__Task to carry out__
Treat the line containing "Provide the position" as the first line of the answer and the last line of the data as its final line, reproducing every line between exactly.

Saved entries:
--

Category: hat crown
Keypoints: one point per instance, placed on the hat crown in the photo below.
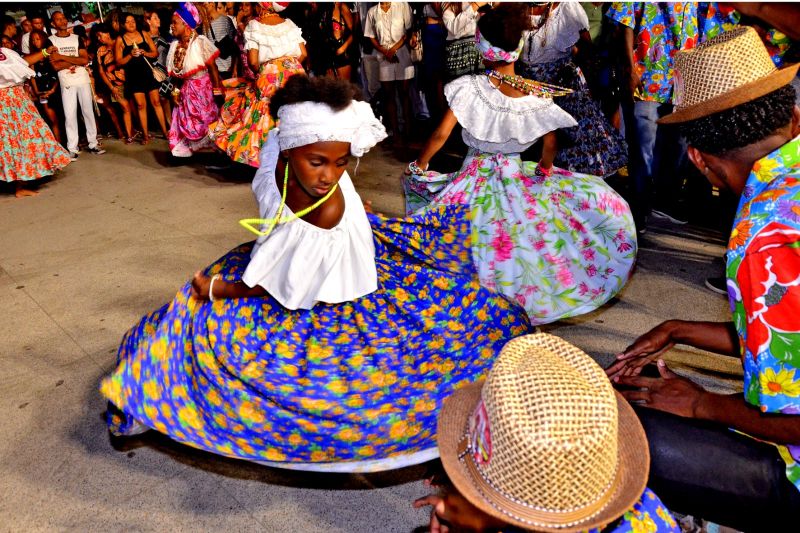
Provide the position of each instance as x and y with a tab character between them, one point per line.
552	415
720	65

--

__Exercise answer__
Provide the position of each instance as x and y with a tab character between them, one point per line.
552	415
720	65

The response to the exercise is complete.